[Stored entries]
★ ★ ★

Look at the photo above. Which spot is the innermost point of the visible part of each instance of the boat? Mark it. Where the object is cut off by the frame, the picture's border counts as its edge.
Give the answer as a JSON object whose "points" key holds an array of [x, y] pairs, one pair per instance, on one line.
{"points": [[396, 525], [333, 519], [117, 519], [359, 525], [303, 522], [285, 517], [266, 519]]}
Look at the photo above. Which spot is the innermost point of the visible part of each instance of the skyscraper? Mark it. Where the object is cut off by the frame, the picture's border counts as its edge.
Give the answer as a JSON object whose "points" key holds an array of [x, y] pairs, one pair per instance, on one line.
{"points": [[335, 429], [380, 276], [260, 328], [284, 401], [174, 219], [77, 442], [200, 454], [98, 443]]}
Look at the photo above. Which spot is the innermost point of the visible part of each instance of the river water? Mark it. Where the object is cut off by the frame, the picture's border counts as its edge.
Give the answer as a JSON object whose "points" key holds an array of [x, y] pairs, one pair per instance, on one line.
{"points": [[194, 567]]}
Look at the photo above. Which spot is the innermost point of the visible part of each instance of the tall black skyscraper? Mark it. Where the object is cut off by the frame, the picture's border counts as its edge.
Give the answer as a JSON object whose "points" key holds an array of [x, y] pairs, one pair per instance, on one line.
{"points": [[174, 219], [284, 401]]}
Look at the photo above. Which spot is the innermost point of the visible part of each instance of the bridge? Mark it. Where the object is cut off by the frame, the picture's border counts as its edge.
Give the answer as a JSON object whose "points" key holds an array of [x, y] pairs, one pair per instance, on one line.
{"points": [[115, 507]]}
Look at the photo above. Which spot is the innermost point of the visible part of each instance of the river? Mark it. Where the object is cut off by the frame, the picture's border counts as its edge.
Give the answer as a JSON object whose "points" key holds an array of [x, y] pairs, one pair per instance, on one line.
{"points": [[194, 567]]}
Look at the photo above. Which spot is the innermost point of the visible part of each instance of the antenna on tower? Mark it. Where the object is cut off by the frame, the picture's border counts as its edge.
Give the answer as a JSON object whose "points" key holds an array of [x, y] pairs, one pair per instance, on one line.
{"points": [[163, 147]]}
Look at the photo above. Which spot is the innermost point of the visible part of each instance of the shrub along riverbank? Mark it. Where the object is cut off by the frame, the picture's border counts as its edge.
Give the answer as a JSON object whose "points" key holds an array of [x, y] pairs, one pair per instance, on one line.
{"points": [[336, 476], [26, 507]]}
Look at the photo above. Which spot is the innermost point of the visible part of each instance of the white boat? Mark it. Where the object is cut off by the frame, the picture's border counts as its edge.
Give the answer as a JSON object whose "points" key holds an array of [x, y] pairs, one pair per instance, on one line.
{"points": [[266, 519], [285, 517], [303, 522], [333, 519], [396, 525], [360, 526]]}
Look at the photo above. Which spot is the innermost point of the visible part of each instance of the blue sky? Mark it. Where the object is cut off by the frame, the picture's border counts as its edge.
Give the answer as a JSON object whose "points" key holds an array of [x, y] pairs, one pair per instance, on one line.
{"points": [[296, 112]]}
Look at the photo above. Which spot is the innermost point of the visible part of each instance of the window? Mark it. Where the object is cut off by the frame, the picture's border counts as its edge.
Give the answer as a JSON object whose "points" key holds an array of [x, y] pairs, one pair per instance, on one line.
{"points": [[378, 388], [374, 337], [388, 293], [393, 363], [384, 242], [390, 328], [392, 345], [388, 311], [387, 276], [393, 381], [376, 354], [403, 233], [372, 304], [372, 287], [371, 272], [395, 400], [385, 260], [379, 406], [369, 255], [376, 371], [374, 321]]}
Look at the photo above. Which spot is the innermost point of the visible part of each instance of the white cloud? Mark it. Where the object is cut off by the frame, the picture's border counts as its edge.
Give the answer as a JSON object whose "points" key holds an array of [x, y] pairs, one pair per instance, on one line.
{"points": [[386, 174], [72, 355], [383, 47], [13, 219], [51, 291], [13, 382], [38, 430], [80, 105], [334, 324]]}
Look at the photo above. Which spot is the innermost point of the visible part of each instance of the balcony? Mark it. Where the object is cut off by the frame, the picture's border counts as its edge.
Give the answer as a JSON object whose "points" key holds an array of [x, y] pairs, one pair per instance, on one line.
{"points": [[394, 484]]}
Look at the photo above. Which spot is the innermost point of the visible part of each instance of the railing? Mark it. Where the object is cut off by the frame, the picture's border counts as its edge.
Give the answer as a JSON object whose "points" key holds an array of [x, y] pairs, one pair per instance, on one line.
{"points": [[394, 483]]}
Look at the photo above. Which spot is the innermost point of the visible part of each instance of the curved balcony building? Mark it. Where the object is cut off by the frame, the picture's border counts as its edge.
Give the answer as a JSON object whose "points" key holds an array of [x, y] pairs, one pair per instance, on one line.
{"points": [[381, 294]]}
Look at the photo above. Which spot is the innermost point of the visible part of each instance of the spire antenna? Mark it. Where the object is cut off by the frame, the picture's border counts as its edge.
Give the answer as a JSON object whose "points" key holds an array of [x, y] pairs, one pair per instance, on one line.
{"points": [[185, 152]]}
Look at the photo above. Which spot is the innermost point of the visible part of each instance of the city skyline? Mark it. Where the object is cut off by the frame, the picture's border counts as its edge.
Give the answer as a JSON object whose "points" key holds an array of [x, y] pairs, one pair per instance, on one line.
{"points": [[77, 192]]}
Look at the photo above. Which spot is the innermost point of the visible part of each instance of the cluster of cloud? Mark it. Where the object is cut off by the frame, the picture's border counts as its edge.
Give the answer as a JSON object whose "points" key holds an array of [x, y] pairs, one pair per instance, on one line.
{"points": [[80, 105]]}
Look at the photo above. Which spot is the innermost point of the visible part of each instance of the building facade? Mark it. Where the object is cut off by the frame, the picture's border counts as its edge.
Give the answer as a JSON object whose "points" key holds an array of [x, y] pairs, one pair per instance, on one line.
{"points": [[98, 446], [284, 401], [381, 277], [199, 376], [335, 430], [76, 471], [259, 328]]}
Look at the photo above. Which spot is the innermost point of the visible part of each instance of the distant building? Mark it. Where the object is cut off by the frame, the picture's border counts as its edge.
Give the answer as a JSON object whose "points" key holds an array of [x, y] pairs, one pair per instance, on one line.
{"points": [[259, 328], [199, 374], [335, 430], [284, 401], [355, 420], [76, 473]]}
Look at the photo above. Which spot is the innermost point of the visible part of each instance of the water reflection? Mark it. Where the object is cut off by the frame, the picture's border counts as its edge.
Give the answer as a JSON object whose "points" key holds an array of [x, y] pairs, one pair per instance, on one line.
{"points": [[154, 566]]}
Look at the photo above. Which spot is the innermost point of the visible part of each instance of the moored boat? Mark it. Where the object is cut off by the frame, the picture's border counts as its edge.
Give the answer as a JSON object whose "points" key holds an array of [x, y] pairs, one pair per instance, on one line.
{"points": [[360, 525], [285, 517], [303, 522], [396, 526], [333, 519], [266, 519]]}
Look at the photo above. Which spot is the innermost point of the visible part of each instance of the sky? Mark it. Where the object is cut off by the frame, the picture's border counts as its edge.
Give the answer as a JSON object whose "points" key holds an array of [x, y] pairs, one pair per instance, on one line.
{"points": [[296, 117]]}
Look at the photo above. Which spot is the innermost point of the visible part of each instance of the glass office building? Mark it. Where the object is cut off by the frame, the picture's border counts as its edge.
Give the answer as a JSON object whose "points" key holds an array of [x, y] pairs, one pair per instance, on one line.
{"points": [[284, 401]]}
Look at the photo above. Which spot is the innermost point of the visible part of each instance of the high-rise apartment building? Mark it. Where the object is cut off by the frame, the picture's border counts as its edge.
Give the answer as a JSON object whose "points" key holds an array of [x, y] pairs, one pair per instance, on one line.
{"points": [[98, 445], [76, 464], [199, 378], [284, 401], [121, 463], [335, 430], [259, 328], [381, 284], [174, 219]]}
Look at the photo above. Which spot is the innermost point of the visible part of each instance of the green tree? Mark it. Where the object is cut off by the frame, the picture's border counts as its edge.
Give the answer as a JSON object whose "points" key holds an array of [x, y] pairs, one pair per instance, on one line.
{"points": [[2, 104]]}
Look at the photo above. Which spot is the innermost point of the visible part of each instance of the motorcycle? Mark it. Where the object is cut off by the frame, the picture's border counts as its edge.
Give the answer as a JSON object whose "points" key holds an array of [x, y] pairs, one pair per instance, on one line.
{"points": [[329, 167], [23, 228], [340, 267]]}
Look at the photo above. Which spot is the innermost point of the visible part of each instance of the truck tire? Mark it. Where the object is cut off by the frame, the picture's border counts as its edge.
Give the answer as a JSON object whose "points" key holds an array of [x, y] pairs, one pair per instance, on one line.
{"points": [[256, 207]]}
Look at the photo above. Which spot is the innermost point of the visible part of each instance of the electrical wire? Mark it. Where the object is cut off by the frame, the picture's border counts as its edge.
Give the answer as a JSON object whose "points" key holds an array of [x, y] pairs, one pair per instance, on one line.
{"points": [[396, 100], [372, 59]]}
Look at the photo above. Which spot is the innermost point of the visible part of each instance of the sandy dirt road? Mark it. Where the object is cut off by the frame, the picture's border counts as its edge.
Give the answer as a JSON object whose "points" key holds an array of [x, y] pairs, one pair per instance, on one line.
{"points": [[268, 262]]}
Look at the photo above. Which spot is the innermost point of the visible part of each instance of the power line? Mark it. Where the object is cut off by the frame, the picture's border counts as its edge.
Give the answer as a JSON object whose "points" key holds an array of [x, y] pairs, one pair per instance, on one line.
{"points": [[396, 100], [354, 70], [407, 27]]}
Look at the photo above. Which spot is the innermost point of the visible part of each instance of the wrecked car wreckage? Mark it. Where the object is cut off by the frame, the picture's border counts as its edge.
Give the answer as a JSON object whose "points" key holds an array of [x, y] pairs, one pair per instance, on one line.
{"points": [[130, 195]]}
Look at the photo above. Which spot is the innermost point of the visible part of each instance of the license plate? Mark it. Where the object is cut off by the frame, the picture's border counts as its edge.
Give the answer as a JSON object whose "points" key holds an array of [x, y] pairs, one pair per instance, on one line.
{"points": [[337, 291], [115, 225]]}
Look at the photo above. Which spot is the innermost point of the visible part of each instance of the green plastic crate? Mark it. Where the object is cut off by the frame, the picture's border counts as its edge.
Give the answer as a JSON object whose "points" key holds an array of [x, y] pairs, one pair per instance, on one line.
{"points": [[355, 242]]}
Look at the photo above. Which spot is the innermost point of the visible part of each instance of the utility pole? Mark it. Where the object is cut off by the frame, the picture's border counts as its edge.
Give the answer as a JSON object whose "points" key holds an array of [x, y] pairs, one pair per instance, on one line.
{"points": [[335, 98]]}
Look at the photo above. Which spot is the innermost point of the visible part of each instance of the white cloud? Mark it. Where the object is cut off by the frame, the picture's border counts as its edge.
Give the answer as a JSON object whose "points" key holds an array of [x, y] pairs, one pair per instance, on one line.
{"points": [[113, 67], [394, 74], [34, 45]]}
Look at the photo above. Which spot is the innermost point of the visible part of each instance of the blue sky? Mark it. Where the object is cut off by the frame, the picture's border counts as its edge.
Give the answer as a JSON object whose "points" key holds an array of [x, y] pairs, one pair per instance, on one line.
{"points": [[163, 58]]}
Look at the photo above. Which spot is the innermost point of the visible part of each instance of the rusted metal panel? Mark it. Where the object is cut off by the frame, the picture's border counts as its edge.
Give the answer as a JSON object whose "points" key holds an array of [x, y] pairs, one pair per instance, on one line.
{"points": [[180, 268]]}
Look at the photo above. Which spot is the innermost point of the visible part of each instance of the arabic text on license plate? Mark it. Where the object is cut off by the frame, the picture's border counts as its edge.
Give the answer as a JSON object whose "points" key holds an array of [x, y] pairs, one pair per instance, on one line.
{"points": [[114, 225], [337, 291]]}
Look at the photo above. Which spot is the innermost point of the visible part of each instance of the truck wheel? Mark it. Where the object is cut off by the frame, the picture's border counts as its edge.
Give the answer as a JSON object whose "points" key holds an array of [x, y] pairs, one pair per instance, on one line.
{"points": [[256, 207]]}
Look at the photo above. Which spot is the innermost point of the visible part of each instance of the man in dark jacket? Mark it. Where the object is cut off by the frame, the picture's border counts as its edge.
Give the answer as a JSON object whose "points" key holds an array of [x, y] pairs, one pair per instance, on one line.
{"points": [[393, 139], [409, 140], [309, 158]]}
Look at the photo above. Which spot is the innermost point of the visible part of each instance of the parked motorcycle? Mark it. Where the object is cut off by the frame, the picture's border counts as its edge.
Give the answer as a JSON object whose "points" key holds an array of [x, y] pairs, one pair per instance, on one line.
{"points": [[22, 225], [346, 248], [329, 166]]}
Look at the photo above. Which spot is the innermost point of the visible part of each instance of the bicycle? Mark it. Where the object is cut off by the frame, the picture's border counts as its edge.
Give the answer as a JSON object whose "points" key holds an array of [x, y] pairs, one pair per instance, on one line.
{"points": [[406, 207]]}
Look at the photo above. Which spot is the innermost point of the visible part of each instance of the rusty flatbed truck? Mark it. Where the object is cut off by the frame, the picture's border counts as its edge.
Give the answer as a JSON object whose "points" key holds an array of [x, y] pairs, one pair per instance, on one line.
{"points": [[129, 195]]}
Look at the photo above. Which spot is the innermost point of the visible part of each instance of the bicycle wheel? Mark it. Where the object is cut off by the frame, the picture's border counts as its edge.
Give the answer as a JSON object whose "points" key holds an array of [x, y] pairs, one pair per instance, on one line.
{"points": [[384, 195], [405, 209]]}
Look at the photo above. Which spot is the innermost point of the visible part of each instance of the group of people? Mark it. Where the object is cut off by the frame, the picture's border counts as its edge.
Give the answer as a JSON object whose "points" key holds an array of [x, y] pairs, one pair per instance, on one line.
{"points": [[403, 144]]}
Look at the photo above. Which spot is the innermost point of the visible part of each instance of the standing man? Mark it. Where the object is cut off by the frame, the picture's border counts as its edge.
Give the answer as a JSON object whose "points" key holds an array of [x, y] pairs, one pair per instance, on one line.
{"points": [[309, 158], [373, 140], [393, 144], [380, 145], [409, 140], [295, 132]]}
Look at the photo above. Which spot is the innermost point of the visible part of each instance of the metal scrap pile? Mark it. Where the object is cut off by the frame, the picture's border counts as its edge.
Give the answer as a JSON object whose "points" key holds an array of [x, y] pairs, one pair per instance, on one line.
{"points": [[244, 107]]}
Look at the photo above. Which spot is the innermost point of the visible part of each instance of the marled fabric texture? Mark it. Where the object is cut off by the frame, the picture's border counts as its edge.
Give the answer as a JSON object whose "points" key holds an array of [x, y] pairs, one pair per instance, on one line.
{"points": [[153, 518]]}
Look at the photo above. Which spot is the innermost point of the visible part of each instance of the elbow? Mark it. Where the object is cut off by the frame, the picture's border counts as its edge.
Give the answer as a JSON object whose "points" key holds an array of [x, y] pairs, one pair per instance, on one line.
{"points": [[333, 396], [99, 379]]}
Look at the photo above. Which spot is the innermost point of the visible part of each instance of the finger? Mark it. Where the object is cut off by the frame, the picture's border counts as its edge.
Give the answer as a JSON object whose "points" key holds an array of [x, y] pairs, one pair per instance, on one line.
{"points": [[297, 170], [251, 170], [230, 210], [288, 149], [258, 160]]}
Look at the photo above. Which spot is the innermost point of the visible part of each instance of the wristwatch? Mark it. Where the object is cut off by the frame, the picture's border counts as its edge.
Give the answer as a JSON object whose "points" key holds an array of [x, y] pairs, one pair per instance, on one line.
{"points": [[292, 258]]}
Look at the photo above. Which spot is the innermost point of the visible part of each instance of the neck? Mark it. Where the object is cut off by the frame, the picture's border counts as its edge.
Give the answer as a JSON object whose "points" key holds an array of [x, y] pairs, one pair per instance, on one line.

★ ★ ★

Could you transcribe the entries exactly, from the first line through the line containing "of the skyscraper?", and give nothing more?

Look at the photo above. Which spot is the innermost point of the visible part of each instance of the boat? Mark it. Where the object is cut off by the frame, the picture's border counts as its edge.
Give the answer as a JSON object whose "points" key holds an array of [x, y] pairs, one pair per instance, on one line.
{"points": [[396, 525], [333, 519], [117, 519], [359, 525], [303, 522], [285, 517], [266, 519]]}
Look at the photo above. Which spot is the innermost point of the visible part of each instance of the skyscraper? Mark it. Where the object is cut off by the frame, the picture's border counts as its edge.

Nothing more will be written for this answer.